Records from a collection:
- - - - - - -

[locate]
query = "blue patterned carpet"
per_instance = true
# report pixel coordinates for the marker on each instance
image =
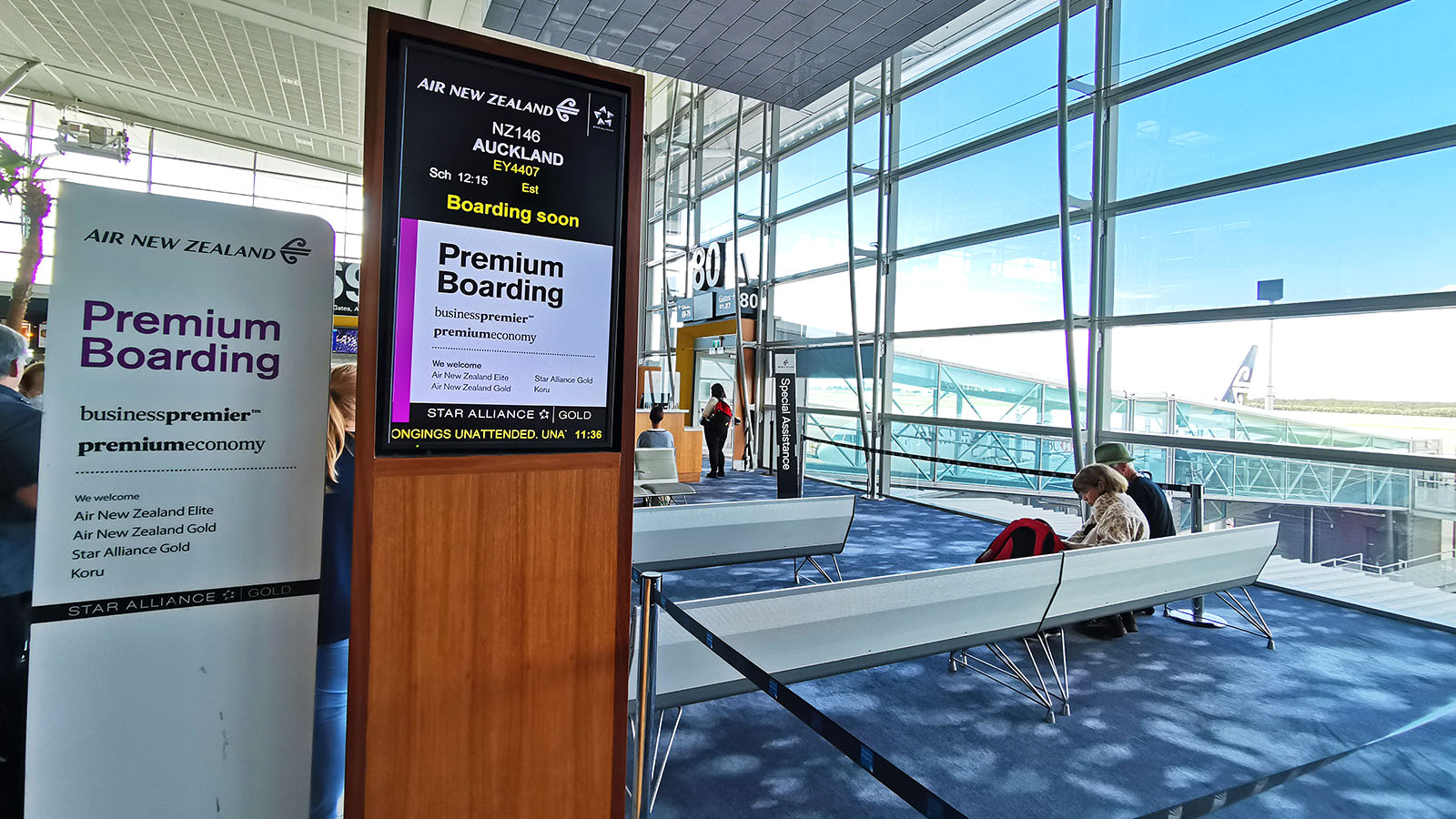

- - - - - - -

Write out the records exactly. Do not carry the pictures over.

SOLVED PROBLEM —
[locate]
query = "blue patterned carpet"
per_instance = true
# report pixel coordinates for the marker on each instance
image =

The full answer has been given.